Required work: Write the data below out again, unchanged.

Records shown:

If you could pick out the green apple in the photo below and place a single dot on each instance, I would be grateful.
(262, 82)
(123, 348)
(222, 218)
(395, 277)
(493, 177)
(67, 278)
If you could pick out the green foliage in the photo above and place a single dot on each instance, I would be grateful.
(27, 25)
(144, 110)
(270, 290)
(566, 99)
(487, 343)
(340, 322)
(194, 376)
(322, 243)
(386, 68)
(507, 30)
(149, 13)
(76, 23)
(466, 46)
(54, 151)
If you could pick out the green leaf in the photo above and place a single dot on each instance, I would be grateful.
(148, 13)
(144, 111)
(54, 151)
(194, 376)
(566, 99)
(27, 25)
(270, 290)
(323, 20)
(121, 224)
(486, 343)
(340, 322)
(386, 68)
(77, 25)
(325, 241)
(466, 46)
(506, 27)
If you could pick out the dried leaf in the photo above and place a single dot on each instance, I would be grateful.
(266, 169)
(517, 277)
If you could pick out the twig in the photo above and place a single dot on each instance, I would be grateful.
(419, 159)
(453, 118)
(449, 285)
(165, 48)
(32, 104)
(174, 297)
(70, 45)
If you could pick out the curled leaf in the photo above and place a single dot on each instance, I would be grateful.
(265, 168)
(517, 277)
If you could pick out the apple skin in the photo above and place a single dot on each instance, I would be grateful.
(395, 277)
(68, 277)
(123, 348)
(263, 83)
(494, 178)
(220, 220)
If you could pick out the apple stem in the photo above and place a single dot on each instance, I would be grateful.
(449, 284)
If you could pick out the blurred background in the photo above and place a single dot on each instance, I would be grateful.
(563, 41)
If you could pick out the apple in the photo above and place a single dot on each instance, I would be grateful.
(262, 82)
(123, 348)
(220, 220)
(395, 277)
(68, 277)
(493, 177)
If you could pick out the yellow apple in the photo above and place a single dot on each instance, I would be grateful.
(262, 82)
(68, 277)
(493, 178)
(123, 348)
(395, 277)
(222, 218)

Output for this task:
If you could pick out the green apple in the photo below and place a single dot on each instance, I would be grateful.
(262, 82)
(123, 348)
(222, 218)
(395, 277)
(493, 177)
(67, 278)
If you could pick out the green foliage in the photo above and place a single dot on each instance, I would be grateful.
(27, 25)
(144, 110)
(270, 290)
(566, 99)
(487, 343)
(340, 322)
(194, 376)
(322, 243)
(386, 68)
(507, 30)
(149, 13)
(76, 23)
(466, 46)
(54, 151)
If you could pick out the green leaf in the photo above and place a single dot on each instance, I would be grateful.
(148, 13)
(144, 111)
(54, 151)
(194, 376)
(566, 99)
(27, 25)
(270, 290)
(323, 20)
(121, 224)
(486, 343)
(340, 322)
(386, 68)
(77, 25)
(325, 241)
(466, 46)
(506, 27)
If you could pick out the dried leaf in the photo above and place a single dot on each instance, I would be grateful.
(266, 169)
(517, 277)
If you could pick out the twig in the photo above and place a single dot on each instance, I would be grateful.
(419, 159)
(453, 118)
(449, 285)
(165, 48)
(32, 104)
(174, 297)
(70, 45)
If you could pick out the curled leaf in the photo above and place a single dot on each instance, I would be grateful.
(265, 168)
(517, 277)
If you could pick out the apple skin in the photo above and place a single dot on each instance, I would be grateful.
(395, 277)
(68, 277)
(123, 348)
(263, 83)
(494, 178)
(220, 220)
If you could pick out the apple stem in the photo above and place a single dot on each instance, I would be grateful.
(449, 284)
If you could pick out the blurred background in the photo above and place a single dot on each instance, I would be grateful.
(563, 41)
If you could pick out the apple in the photo above and place a single dot on each instance, I would be grateful.
(262, 82)
(123, 348)
(220, 220)
(395, 277)
(68, 277)
(493, 177)
If you could pick out the yellow apple in the photo above and place a single dot on each instance, I would be grateful.
(262, 82)
(68, 277)
(493, 178)
(123, 348)
(395, 277)
(222, 218)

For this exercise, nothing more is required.